> WHAT YOU WILL DO
With the pictures excluded, repeat every entry exactly.

━━━ EXTRACTED ENTRIES ━━━

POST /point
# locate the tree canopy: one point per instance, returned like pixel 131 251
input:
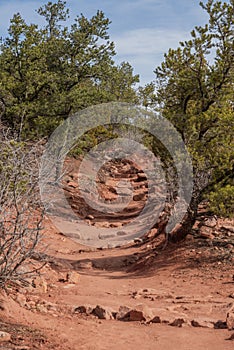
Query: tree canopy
pixel 48 73
pixel 194 90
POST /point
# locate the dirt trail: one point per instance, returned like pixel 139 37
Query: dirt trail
pixel 176 283
pixel 132 297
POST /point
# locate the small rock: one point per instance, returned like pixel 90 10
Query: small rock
pixel 4 336
pixel 220 325
pixel 90 217
pixel 139 197
pixel 84 309
pixel 73 277
pixel 230 319
pixel 40 284
pixel 231 337
pixel 210 222
pixel 72 184
pixel 178 322
pixel 21 300
pixel 121 233
pixel 202 323
pixel 156 319
pixel 134 315
pixel 103 313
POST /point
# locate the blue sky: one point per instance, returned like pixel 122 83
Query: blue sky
pixel 143 30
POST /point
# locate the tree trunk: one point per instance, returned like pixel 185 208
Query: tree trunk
pixel 181 230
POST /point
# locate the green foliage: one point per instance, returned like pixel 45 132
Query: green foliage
pixel 195 92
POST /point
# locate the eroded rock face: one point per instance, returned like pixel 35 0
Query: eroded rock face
pixel 4 336
pixel 230 318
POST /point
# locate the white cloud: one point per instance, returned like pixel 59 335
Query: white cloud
pixel 144 48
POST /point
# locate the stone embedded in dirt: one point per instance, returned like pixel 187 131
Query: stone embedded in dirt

━━━

> RESULT
POST /point
# locate the tree canopy: one point per instance, returned like pixel 131 251
input:
Query: tree canopy
pixel 48 73
pixel 194 90
POST /point
# locate the dirt trail: one point per instance, returned like pixel 139 37
Query: dirt trail
pixel 176 283
pixel 132 297
POST /point
# locate the small rock: one point per instance, returned like pixel 90 10
Query: small rock
pixel 4 336
pixel 220 325
pixel 90 217
pixel 139 197
pixel 84 309
pixel 73 277
pixel 230 319
pixel 40 284
pixel 231 337
pixel 210 222
pixel 72 184
pixel 178 322
pixel 21 300
pixel 121 233
pixel 202 323
pixel 156 319
pixel 134 315
pixel 103 313
POST /point
# locate the blue sky: one point per instance, returned like pixel 122 83
Query: blue sky
pixel 143 30
POST /point
# locate the tree trunk: one point per instance, returned like pixel 185 208
Query: tree trunk
pixel 181 230
POST /point
# locate the green foliage: one point per instance, returned like pixel 45 132
Query: green foliage
pixel 195 92
POST /point
# locate the eroded rock face: one point per instance, returned like pixel 35 0
Query: eroded rock face
pixel 4 336
pixel 230 318
POST /point
# locate the white cloud: one point per instance, returned like pixel 59 335
Query: white cloud
pixel 144 48
POST /point
# locate the stone embedded in dirt: one point per instance, returned like pixel 187 131
Query: stone embedded in dirt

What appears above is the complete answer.